**ACTIVITY**
Return all entries verbatim; skip any pictures.

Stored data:
===

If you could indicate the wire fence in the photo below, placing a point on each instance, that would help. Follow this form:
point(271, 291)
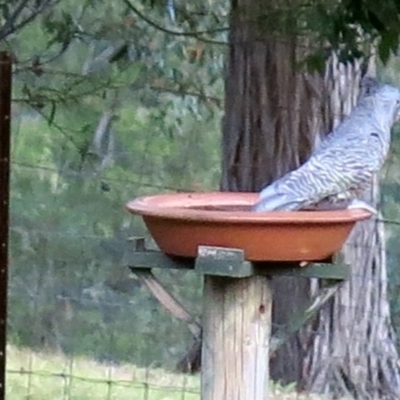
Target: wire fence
point(82, 326)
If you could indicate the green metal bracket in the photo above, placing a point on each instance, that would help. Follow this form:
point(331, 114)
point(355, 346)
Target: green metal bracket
point(219, 261)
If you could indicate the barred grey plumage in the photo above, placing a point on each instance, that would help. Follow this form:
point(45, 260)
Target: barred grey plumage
point(343, 165)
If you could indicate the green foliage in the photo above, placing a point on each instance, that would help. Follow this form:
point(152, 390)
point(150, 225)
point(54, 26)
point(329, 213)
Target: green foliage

===

**RESULT FOR THIS TASK**
If you could indicate the wire fence in the photo below, placing a point on each instance, that would help. Follow this form:
point(271, 291)
Target: wire fence
point(82, 326)
If you could indicate the green metal bracket in the photo above, placing a point on each instance, that would help. Follow this form:
point(331, 114)
point(355, 346)
Target: green metal bracket
point(219, 261)
If you could indicate the barred grey plumage in the photo above, placing a point on each instance, that would help. Follow this form:
point(45, 260)
Target: barred grey plumage
point(343, 165)
If you could indicate the green foliage in the photo above, placing a point on each instance, that would help. Follow this form:
point(152, 390)
point(150, 225)
point(54, 26)
point(329, 213)
Target: green foliage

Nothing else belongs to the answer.